Text for analysis:
Effects of tadalafil on nighttime voiding (nocturia) in men with lower urinary tract symptoms suggestive of benign prostatic hyperplasia: a post hoc analysis of pooled data from four randomized, placebo-controlled clinical studies.World J Urol. 2014 Oct; 32(5):1127-32.WJ
The phosphodiesterase type 5 inhibitor tadalafil is approved for the treatment of signs and symptoms of benign prostatic hyperplasia (BPH). While tadalafil significantly improves overall lower urinary tract symptoms suggestive of BPH (LUTS/BPH), improvements in nocturia were not significant in individual studies. We therefore sought to further assess nocturia based on data integrated from four tadalafil registrational studies.
Data were integrated from four randomized, placebo-controlled, double-blind, 12-week registrational studies of tadalafil for LUTS/BPH. Nocturia was assessed as nighttime voiding frequency using the International Prostate Symptom Score question 7 (IPSS Q7). Efficacy results were analyzed using analysis of covariance.

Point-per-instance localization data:
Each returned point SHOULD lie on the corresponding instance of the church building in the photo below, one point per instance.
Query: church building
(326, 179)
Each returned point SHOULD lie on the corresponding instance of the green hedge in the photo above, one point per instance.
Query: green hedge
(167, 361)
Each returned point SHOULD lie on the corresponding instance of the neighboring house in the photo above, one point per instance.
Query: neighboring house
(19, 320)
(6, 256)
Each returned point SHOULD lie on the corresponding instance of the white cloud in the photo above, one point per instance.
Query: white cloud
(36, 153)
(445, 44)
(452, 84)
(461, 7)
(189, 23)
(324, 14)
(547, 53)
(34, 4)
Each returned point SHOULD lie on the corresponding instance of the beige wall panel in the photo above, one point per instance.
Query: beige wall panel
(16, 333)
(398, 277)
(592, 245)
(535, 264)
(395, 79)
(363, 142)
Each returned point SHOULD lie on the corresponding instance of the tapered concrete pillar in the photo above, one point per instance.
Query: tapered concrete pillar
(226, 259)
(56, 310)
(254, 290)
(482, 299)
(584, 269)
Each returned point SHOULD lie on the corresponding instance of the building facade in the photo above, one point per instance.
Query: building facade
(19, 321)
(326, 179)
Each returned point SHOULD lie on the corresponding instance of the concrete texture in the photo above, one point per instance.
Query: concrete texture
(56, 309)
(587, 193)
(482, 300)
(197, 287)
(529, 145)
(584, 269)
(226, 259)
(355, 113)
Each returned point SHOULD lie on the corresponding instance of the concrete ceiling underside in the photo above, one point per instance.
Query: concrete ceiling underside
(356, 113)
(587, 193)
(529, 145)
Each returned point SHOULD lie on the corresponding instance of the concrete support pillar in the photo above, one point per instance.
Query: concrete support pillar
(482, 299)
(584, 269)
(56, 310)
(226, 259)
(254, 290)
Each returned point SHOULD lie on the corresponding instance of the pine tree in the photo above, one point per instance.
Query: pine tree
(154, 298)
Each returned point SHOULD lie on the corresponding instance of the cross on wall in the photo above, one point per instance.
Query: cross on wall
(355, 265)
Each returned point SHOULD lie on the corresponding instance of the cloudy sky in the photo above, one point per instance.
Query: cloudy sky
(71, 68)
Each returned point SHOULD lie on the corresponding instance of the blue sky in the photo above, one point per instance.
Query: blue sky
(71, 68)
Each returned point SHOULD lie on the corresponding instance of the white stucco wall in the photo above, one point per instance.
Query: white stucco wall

Exercise directions:
Extend the abstract on tadalafil and nighttime voiding, starting after its last sentence. You can leave the material aside.

Exercise output:
For the tadalafil 5 mg once daily (N = 752) and placebo (N = 748) groups, baseline characteristics were well balanced, and the overall severity of nocturia per mean IPSS Q7 was 2.3 ± 1.2. The mean treatment change was -0.4 with placebo and -0.5 with tadalafil; the least-squares mean (standard error) treatment difference was -0.2 (0.05), p = 0.002. For patients receiving placebo and tadalafil, respectively, the proportion with improved nocturnal frequency was 41.3 and 47.5 %, with no change was 44.8 and 41.0 %, and with worsening was 13.9 and 11.5 %.
A statistically significant improvement in nocturnal frequency was seen with tadalafil over placebo; however, the treatment difference was small and not considered clinically meaningful. Further studies using voiding diaries and excluding patients with nocturnal polyuria would be needed to more precisely estimate the impact of tadalafil on nocturia associated with LUTS/BPH.